▼
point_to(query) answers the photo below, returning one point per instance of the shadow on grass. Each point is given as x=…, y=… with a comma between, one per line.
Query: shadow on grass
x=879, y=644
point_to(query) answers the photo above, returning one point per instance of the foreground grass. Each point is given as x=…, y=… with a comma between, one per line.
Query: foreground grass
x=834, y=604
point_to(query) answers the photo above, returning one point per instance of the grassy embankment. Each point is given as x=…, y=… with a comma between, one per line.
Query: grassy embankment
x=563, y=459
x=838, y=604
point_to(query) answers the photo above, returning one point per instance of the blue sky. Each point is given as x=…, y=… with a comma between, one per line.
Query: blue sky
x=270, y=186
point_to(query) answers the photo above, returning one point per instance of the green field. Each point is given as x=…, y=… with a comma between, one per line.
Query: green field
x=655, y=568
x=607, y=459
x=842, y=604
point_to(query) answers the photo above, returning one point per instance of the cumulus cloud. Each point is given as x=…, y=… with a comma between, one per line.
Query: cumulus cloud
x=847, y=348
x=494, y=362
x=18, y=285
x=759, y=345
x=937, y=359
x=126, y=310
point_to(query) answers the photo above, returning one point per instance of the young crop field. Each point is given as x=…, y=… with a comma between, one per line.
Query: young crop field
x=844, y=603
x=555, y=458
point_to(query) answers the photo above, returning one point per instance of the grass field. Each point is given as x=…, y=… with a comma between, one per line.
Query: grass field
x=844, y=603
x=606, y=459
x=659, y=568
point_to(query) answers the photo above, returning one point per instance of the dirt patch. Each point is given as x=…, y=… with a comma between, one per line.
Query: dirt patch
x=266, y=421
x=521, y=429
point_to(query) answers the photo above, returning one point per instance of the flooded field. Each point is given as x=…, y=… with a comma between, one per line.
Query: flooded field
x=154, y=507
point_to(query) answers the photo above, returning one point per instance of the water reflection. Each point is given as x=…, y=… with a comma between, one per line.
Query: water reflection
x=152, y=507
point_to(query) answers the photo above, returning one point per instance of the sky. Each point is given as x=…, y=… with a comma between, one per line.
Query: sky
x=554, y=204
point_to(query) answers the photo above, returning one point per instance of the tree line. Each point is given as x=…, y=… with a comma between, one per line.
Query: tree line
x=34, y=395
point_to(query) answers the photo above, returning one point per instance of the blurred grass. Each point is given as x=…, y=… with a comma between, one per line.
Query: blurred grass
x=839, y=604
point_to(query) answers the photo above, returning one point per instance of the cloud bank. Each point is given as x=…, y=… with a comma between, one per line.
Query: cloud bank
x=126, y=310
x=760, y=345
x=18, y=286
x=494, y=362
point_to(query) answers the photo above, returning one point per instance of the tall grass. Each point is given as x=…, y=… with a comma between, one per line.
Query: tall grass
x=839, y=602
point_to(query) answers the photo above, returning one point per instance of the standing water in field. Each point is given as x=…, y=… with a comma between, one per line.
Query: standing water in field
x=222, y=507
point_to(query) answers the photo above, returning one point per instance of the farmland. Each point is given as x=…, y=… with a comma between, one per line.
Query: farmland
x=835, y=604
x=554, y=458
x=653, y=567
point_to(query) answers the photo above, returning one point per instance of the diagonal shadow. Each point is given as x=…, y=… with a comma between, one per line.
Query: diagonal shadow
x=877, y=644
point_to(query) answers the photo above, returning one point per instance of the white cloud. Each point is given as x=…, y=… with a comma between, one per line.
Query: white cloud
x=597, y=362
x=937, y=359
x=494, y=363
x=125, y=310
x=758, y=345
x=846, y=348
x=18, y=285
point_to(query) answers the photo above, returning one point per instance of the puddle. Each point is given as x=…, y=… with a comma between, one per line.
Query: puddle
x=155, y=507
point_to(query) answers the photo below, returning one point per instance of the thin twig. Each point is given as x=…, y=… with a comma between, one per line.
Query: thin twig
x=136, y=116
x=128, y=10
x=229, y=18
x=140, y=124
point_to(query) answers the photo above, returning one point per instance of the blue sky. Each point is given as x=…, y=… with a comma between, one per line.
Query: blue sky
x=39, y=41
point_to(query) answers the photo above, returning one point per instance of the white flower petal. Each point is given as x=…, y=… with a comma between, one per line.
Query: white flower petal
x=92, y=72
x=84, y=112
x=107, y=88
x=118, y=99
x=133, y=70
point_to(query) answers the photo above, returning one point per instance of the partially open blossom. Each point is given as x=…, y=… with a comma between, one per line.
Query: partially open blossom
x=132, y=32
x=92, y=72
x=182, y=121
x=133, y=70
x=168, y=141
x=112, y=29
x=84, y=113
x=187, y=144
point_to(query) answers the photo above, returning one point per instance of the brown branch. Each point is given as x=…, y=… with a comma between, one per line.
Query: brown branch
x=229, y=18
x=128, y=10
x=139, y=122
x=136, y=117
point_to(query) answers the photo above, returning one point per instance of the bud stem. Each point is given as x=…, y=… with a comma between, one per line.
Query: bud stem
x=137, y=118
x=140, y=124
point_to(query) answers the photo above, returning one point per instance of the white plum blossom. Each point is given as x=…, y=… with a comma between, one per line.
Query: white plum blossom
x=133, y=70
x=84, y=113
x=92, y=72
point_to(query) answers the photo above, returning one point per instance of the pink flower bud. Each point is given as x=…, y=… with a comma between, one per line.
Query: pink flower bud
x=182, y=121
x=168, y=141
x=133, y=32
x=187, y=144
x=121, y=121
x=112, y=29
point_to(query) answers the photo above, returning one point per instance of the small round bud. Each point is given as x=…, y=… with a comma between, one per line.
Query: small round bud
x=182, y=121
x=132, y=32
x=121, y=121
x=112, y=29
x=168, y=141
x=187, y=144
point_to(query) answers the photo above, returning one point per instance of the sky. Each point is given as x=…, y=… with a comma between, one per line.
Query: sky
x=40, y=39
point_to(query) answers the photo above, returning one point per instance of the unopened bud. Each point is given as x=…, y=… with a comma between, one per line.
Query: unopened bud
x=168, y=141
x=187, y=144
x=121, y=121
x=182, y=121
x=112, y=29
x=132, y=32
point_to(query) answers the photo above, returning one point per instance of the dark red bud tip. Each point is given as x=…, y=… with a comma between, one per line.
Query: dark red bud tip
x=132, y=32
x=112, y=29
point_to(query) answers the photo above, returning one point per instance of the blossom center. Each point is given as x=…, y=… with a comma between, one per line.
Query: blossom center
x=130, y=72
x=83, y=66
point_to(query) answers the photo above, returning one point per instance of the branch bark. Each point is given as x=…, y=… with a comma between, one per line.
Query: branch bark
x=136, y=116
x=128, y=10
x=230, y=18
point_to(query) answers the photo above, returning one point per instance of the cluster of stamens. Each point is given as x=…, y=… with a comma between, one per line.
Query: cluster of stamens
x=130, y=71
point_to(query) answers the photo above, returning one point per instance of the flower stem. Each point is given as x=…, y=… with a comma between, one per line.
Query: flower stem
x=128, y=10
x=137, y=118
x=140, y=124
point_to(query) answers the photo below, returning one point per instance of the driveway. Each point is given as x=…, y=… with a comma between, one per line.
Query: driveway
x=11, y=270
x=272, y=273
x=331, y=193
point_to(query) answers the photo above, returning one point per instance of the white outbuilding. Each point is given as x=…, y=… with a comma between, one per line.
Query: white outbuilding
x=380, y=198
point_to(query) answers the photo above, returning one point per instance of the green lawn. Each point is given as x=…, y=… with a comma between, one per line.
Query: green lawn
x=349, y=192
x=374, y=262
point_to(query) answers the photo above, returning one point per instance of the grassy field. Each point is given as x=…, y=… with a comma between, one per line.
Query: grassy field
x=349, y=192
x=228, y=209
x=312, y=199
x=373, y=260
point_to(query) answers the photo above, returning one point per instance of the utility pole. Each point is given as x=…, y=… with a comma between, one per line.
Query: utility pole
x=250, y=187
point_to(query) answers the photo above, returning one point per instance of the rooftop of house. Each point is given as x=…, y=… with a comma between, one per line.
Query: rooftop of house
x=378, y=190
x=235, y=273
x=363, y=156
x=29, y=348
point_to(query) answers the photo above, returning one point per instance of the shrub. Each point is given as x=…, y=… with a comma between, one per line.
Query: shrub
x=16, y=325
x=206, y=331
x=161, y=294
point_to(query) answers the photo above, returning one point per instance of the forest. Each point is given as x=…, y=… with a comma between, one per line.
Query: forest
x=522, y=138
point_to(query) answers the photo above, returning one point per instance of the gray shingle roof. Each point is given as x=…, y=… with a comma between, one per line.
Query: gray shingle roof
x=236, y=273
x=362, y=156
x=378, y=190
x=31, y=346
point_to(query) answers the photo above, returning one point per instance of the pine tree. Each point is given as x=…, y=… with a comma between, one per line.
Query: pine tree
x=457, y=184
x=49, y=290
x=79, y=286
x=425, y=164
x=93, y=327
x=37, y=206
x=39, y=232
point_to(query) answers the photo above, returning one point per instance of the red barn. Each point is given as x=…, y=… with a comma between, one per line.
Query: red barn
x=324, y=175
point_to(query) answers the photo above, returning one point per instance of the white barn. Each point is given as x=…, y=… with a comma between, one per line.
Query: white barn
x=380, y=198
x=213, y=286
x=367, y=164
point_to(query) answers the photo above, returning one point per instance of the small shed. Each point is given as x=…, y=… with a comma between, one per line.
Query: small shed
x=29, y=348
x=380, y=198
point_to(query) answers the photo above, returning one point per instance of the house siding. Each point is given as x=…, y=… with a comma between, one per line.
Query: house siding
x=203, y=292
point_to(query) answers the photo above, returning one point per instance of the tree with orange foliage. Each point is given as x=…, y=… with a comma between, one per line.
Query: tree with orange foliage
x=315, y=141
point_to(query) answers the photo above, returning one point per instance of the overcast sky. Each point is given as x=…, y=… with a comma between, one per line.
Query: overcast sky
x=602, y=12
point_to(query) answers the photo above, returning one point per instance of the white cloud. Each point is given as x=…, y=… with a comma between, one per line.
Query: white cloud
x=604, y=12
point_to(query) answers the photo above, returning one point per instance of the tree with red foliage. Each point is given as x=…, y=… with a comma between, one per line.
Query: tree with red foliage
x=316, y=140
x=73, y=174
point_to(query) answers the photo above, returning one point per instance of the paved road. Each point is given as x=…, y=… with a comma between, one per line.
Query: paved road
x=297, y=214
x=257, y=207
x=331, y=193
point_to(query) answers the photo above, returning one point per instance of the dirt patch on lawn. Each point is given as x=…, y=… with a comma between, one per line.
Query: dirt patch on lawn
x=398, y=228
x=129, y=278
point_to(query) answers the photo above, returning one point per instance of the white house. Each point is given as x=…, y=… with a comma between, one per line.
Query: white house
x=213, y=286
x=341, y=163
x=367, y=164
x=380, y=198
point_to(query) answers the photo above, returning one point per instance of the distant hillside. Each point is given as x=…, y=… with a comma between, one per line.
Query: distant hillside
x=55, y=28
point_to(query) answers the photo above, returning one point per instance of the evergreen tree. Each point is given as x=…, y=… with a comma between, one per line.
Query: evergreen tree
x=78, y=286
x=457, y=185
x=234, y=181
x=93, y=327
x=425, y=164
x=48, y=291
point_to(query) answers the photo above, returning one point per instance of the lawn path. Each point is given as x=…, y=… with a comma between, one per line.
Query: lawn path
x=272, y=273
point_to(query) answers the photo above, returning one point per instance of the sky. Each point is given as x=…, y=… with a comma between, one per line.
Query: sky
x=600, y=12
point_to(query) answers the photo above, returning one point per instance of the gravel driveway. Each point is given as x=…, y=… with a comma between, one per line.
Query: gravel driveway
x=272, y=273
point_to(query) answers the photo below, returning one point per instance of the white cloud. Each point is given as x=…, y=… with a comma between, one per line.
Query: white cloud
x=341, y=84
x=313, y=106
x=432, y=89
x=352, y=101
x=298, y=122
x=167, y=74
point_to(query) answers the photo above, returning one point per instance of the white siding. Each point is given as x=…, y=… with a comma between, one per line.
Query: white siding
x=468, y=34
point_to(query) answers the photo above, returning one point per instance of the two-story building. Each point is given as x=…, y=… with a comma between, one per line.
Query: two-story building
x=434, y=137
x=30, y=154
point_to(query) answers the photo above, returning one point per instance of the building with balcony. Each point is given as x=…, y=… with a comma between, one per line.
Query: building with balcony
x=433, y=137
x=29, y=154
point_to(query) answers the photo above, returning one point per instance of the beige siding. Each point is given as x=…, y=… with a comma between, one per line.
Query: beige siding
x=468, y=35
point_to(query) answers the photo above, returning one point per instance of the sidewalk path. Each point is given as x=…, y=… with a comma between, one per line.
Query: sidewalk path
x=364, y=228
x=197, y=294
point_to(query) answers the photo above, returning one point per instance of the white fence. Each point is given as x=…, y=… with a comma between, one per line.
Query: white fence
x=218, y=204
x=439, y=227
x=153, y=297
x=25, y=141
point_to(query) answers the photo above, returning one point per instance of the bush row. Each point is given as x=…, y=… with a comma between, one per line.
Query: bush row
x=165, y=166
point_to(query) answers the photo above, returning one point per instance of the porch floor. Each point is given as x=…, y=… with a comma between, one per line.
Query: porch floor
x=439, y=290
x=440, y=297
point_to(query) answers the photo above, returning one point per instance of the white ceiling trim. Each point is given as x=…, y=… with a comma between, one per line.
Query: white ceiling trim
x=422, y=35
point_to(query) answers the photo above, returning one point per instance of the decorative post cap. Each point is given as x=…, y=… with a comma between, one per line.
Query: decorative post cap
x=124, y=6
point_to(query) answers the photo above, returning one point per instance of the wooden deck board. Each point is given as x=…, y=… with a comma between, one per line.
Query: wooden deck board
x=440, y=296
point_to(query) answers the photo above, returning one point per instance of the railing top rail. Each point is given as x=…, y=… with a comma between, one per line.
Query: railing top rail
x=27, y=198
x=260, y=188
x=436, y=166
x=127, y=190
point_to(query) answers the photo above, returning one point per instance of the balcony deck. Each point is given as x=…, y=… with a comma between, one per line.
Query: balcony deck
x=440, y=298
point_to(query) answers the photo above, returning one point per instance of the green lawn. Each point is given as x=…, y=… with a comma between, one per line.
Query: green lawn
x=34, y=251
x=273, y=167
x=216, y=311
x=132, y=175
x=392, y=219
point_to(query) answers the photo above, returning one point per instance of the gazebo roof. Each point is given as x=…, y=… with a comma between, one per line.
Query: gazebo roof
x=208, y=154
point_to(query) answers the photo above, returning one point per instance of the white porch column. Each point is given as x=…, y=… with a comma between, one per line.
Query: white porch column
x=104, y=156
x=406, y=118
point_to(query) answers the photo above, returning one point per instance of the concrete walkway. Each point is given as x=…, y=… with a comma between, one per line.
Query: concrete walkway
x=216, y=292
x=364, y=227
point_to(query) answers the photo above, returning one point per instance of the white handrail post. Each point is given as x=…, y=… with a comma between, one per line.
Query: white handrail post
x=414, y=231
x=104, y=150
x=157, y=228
▲
**Task goal**
Copy out the part that opens with the line containing "the white porch" and closes with the line containing "x=406, y=118", requests included. Scale every x and y coordinate in the answers by 2.3, rounding to whole numbers with halves going up.

**Written solution**
point_to(query) answers the photo above, returning one point per instance of the white porch column. Each point is given as x=…, y=… with a comma between, one per line.
Query: white porch column
x=239, y=359
x=934, y=271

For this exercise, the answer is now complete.